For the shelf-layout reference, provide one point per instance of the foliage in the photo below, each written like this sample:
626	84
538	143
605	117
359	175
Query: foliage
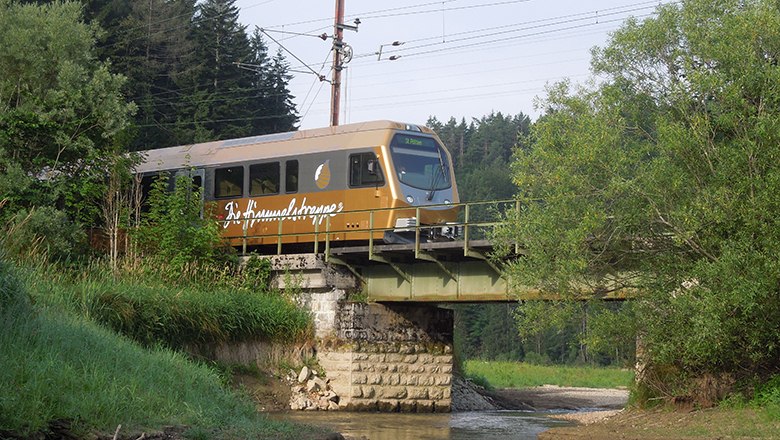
487	331
57	367
502	374
155	310
255	274
178	317
60	107
481	151
12	294
44	232
662	180
173	230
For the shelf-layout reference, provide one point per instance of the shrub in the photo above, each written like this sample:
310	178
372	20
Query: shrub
173	231
44	231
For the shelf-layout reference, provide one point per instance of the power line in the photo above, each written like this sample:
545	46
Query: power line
497	40
624	8
492	34
360	15
551	21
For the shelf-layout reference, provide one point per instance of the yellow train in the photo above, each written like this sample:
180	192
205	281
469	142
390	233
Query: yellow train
307	181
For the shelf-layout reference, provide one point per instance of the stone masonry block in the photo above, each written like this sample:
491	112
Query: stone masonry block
435	393
426	359
410	380
446	359
416	393
424	406
444	379
426	381
407	349
394	358
388	392
388	405
368	392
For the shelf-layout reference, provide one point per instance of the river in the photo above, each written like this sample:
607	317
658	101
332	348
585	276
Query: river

*How to complete this task*. Quote the records above exactly, leaving out any pictures.

*Answer*.
For the shelf-layout reference, provide one point per instance of the foliage in the photo below, each written like this sample:
626	84
538	143
605	117
359	175
Query: foliage
487	331
57	367
502	374
155	310
255	274
178	317
60	107
481	151
12	294
44	232
662	180
173	230
For the shelf-layout reference, provide one point per instance of the shrub in the photo above, each written like this sample:
310	178
372	20
Query: shrub
173	231
44	231
For the shelf-layout reference, provide one point per instance of the power line in the photo above, each written like this sample:
545	46
Query: power line
497	40
624	8
492	34
360	15
551	21
For the shelf-layout reference, provide one point per instance of the yellow train in the photo above, each written like this sample:
180	192
205	281
469	142
390	233
Query: yellow train
307	181
For the shelf-layout reference, provide one point per instance of the stone masonry block in the photo above, each written like this sample:
491	112
Query: stone masonry block
435	393
426	359
410	380
446	359
416	393
424	406
444	379
426	381
407	349
394	358
388	392
388	405
368	392
For the shelf-layout reference, provide one point per instance of the river in the photo above, each written like this sample:
607	317
658	101
332	348
585	276
Query: river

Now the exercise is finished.